§ Task description:
Transcribe the data exactly. Pictures stay out.

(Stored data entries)

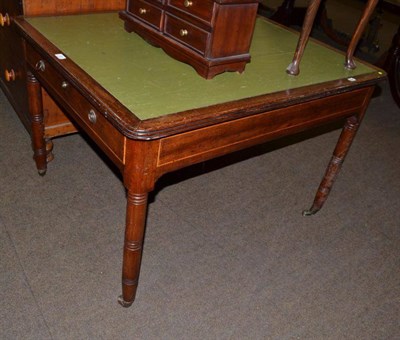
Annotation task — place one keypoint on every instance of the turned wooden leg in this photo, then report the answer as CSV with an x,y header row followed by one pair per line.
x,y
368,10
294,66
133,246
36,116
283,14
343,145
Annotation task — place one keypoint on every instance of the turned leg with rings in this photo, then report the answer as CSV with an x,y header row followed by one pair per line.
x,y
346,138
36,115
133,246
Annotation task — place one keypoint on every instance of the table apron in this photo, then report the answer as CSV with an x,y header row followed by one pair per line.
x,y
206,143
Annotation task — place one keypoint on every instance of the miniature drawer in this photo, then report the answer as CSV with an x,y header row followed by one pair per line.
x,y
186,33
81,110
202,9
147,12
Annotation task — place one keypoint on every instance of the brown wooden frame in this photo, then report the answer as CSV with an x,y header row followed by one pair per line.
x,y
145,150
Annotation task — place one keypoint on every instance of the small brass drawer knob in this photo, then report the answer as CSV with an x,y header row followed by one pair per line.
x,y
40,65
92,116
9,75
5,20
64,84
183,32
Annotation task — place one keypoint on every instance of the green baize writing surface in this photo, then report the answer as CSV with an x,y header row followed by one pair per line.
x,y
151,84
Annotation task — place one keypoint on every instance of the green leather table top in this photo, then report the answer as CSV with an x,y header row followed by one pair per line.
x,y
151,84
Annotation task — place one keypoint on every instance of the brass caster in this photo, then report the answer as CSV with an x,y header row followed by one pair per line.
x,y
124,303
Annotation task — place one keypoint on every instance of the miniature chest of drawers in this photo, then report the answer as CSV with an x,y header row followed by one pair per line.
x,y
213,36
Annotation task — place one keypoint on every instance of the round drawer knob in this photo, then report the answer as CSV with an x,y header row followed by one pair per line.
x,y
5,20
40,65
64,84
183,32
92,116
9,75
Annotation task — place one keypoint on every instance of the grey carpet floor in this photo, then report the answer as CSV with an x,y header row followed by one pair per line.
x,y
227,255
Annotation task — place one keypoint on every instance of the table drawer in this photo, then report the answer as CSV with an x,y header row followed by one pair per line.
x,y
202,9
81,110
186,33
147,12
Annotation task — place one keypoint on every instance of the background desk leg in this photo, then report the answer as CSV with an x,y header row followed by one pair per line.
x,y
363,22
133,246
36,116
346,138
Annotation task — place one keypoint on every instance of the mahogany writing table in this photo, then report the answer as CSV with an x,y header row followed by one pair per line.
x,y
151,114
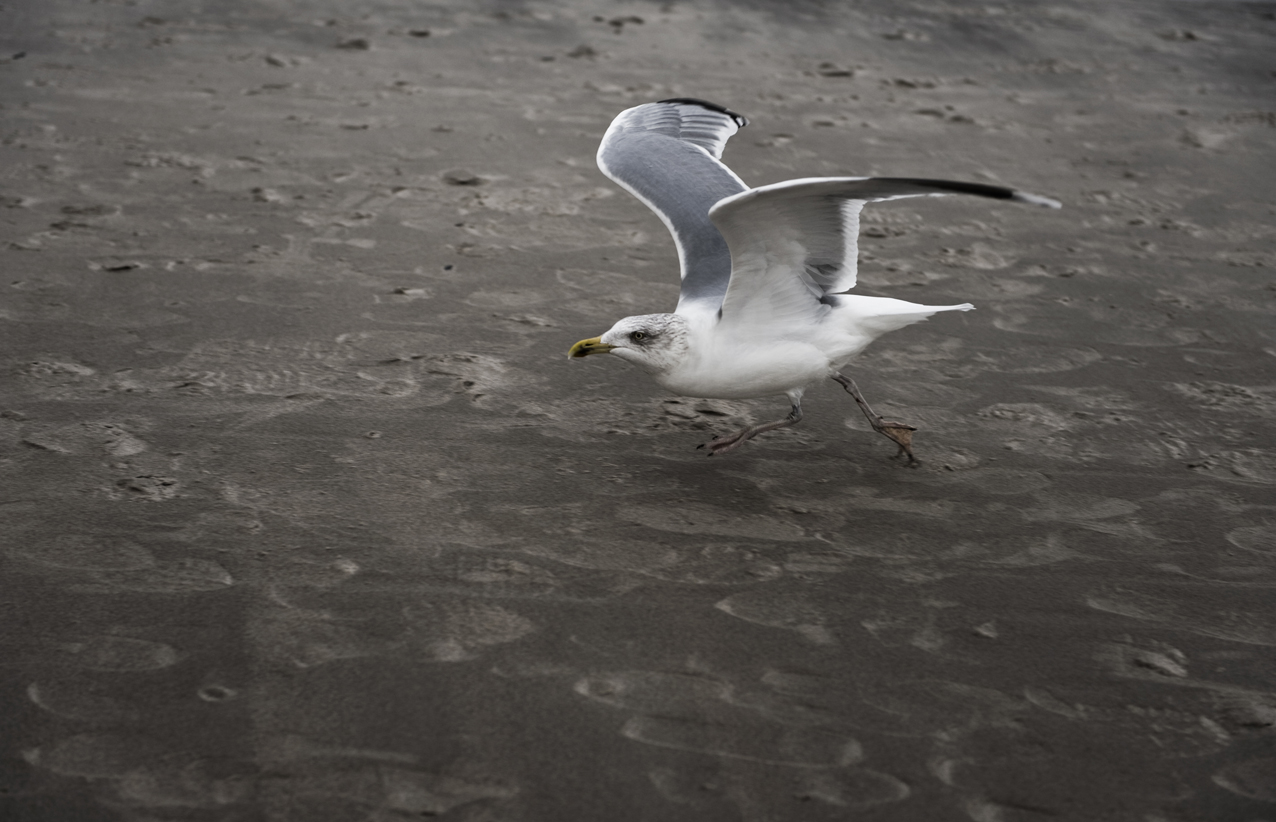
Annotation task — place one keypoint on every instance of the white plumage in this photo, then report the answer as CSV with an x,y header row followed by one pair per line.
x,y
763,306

§ Output for this task:
Annotation task — place one keypoint on every instance of the turned wooden leg in this photo, then report the answer as CSV with an x,y header row followed by one pair per line.
x,y
368,10
294,66
133,246
36,116
283,14
343,145
Annotation task — place one keypoint on every instance of the turned leg with rings in this photo, then report the answer as CSV with an x,y header row followed by one pair per line.
x,y
346,138
36,115
133,246
Annotation task — place one keypoint on every instance of the table apron in this photo, then report the answer as CSV with an x,y header row followed by one pair per line.
x,y
206,143
Annotation task — place one keypoint on every instance of the miniature drawer in this photo, then report the answer as CSV with an x,y header row followed by one pair per line.
x,y
186,33
81,110
202,9
147,12
Annotation task — place one keypoint on every instance of the brown wooden frame in this photo, then report the answer as CSV with an x,y header row followed by one pair per line.
x,y
145,150
Annotation task — place one keypoint on every instance of the small brass drawer knob in this photo, then report the answer as CSV with an x,y header row followed by one pair per line.
x,y
40,65
92,116
9,75
5,20
64,84
183,32
Annotation task — place one keypoint on every instance of the green baize writing surface in this photo, then report the answer as CSV with an x,y header row followed by one pair per line.
x,y
151,84
Annotation task — place one keypoint on every instance of the green leather table top in this photo, then report the answer as CSV with an x,y header row followed by one pair per line.
x,y
151,84
Annotation task — place one keypoint on every instance of the brass caster in this photo, then report the answer as CSV with an x,y header row followed by one pair per line.
x,y
124,303
Annotation task — place one keypoint on every instance of the miniature chest of drawers in this photo, then report the answer as CSV with an x,y header row followed by one pair per line.
x,y
213,36
Annotation task — place one keypoint on every instance of the round drawer knob in this photo, then report the answer as CSV with an x,y header row followed by one pair per line.
x,y
5,20
40,65
64,84
183,32
92,116
9,75
Annotation task — place one keypoint on every instance of the grey carpet floor in this photo, then report the answer as CSV with an x,y header row followed by one pair per line.
x,y
227,255
Annotation task — place one keypoint on every instance of the table drawer in this photo, then report the answer as CSV with an x,y header row followed by one pair per line.
x,y
202,9
81,110
186,33
147,12
Annotation task — place one keypoint on every instance of the background desk leg in this photo, then report the answer as CSV with an x,y header row followed by one pair per line.
x,y
363,22
133,246
36,116
346,138
Annotation task — place one keypoint on every instance of the mahogany writing table in this photo, then report the answer as CSV with an x,y header row followed by one pair per line.
x,y
151,114
Annotation task — place one keypoint on every instance of the white plumage in this photo, then report the answer as CSV with an x,y header row followed by one pair per line.
x,y
763,306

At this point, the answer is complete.